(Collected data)

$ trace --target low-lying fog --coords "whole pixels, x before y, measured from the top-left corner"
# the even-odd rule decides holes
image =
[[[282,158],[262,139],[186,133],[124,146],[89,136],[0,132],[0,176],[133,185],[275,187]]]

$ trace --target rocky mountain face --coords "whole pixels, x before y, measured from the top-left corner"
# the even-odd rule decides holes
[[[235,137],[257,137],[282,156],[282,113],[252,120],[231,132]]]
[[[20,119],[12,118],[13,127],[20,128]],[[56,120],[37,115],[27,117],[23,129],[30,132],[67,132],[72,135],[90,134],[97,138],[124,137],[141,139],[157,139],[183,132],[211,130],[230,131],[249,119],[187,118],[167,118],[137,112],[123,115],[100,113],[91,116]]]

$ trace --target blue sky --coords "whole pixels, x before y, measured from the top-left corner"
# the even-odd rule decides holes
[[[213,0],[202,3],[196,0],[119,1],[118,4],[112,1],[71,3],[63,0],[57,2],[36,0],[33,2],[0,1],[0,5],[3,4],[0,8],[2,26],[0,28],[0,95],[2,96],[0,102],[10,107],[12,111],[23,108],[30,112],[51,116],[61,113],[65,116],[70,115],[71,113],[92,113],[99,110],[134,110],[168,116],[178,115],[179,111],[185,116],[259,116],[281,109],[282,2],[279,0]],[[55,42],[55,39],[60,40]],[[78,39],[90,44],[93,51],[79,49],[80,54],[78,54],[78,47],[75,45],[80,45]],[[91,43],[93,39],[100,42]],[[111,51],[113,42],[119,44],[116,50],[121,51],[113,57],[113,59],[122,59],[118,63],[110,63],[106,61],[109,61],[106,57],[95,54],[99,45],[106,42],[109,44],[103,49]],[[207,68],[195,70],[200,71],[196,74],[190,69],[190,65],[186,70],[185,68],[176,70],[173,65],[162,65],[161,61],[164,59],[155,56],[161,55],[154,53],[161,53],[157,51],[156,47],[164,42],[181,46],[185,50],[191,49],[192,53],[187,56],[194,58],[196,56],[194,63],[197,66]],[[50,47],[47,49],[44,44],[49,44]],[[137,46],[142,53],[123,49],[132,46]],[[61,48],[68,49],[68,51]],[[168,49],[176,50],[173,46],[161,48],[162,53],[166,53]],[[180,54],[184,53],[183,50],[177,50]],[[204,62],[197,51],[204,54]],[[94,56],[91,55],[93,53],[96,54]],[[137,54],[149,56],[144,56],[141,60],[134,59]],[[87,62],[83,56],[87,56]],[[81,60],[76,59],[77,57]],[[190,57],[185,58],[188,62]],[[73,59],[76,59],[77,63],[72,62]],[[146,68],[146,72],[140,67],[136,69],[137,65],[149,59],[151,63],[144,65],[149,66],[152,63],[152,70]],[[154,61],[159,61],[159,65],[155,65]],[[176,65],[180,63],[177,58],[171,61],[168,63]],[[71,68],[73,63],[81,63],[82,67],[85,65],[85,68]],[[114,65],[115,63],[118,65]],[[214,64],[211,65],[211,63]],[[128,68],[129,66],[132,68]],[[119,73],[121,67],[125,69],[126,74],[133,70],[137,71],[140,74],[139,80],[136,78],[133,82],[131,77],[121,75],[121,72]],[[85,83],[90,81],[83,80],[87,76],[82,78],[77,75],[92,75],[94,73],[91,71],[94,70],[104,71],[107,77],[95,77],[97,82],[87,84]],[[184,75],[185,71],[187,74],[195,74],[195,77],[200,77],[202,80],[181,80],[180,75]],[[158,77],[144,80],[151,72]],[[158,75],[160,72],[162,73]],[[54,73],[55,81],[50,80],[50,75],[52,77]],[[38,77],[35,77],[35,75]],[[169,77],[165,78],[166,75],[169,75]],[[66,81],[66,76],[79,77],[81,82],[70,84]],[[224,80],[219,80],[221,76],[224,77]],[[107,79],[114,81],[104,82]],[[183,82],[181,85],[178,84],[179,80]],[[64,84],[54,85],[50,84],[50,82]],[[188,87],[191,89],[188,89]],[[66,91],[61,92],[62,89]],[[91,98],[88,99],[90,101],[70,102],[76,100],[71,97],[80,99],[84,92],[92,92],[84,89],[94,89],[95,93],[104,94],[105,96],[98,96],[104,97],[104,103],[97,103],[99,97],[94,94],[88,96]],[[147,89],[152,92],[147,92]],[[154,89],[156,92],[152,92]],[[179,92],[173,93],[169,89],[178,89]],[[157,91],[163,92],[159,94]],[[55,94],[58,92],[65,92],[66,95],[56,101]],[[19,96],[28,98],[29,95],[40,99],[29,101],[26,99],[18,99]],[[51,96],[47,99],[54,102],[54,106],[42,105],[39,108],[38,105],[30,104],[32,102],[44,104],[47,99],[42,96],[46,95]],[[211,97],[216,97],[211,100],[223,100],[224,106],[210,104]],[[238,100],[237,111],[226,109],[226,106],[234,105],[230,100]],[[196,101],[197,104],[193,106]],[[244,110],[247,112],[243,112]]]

## INSTRUCTION
Nothing may be left out: return each entry exactly as it reads.

## EXERCISE OUTPUT
$ trace --target low-lying fog --coords "whole pixels, x before y, measured from the top-left corner"
# the even-odd rule decides holes
image =
[[[282,158],[262,139],[186,133],[124,146],[89,136],[0,132],[0,176],[133,185],[275,187]]]

$ trace --target rocky mountain face --coords "whole pixels, x before y, measured from the top-left corner"
# the even-odd rule decides holes
[[[235,137],[257,137],[282,156],[282,113],[252,120],[231,132]]]
[[[20,119],[12,118],[13,127],[20,128]],[[56,120],[37,115],[27,117],[23,129],[30,132],[67,132],[72,135],[90,134],[97,138],[124,137],[141,139],[157,139],[183,132],[211,130],[230,131],[249,119],[187,118],[167,118],[137,112],[123,115],[100,113],[91,116]]]

$ trace --target blue sky --coords "whole pixels, x before y, measured from the top-left corner"
# the even-odd rule decides holes
[[[213,0],[202,3],[196,0],[119,1],[118,4],[112,1],[71,3],[63,0],[57,2],[36,0],[33,2],[0,1],[0,5],[3,4],[0,8],[2,26],[0,28],[0,95],[2,96],[0,102],[10,107],[12,111],[23,108],[30,112],[51,116],[61,113],[65,116],[70,115],[71,113],[92,113],[99,110],[134,110],[168,116],[178,115],[179,111],[185,116],[259,116],[281,109],[282,2],[279,0]],[[55,42],[55,39],[60,40]],[[78,39],[90,44],[93,51],[79,49],[80,54],[78,54],[78,47],[75,45],[80,45]],[[91,43],[93,39],[100,42]],[[111,51],[113,42],[119,44],[116,50],[121,51],[113,57],[113,59],[122,59],[118,63],[110,63],[106,61],[109,61],[106,57],[95,54],[99,45],[106,42],[109,44],[103,49]],[[207,68],[195,70],[200,71],[196,74],[190,69],[190,65],[186,70],[185,68],[176,70],[173,65],[162,65],[161,61],[164,59],[155,56],[161,55],[154,53],[161,53],[157,51],[156,47],[164,42],[181,46],[185,50],[191,49],[192,53],[187,56],[194,58],[196,56],[194,63],[197,66]],[[50,47],[47,49],[44,44],[49,44]],[[137,46],[142,53],[123,49],[132,46]],[[61,48],[68,49],[68,51]],[[168,49],[176,50],[173,46],[161,48],[162,53],[166,53]],[[180,54],[184,53],[183,50],[177,50]],[[204,62],[197,51],[204,54]],[[94,56],[91,55],[93,53],[96,54]],[[137,54],[149,56],[144,56],[141,60],[134,59]],[[87,62],[83,56],[87,56]],[[81,60],[76,59],[77,57]],[[190,57],[185,58],[188,62]],[[73,59],[76,59],[77,63],[72,62]],[[146,68],[146,72],[140,67],[136,69],[137,65],[149,59],[151,63],[144,65],[149,66],[152,63],[152,70]],[[154,61],[159,61],[159,65],[155,65]],[[176,65],[180,63],[177,58],[171,61],[168,63]],[[71,68],[73,63],[81,63],[82,67],[85,65],[85,68]],[[114,65],[115,63],[118,65]],[[214,64],[211,65],[211,63]],[[128,68],[129,66],[132,68]],[[119,73],[121,67],[125,69],[126,74],[133,70],[137,71],[140,74],[139,80],[136,78],[133,82],[131,77],[121,75],[121,72]],[[85,83],[90,81],[83,80],[87,76],[82,78],[77,75],[92,75],[94,73],[91,71],[94,70],[104,71],[107,77],[95,77],[97,82],[87,84]],[[184,75],[185,71],[187,74],[195,74],[195,77],[200,77],[202,80],[181,80],[180,75]],[[158,77],[144,80],[151,72]],[[158,75],[160,72],[162,73]],[[54,73],[55,81],[50,80],[50,75],[52,77]],[[38,77],[35,77],[35,75]],[[169,77],[165,78],[166,75],[169,75]],[[66,81],[66,76],[79,77],[81,82],[70,84]],[[224,80],[219,80],[221,76],[224,77]],[[107,79],[114,81],[104,82]],[[183,82],[181,85],[178,84],[179,80]],[[64,84],[54,85],[50,84],[50,82]],[[188,87],[191,89],[188,89]],[[66,91],[61,92],[62,89]],[[91,98],[88,99],[90,101],[70,102],[76,100],[71,97],[80,99],[84,92],[92,92],[84,89],[94,89],[95,93],[104,94],[105,96],[98,96],[104,97],[104,103],[97,103],[99,97],[94,94],[88,96]],[[147,89],[152,92],[147,92]],[[154,89],[156,92],[152,92]],[[179,92],[173,93],[169,89],[178,89]],[[157,91],[163,92],[159,94]],[[55,94],[58,92],[65,92],[66,95],[56,101]],[[19,96],[28,98],[29,95],[40,99],[29,101],[26,99],[18,99]],[[51,96],[47,99],[54,102],[54,106],[42,105],[39,108],[38,105],[30,104],[32,102],[44,104],[47,99],[42,96],[46,95]],[[211,97],[216,97],[211,100],[223,100],[224,106],[210,104]],[[238,100],[237,111],[226,109],[226,106],[234,105],[230,100]],[[196,101],[197,104],[193,106]],[[244,110],[247,112],[243,112]]]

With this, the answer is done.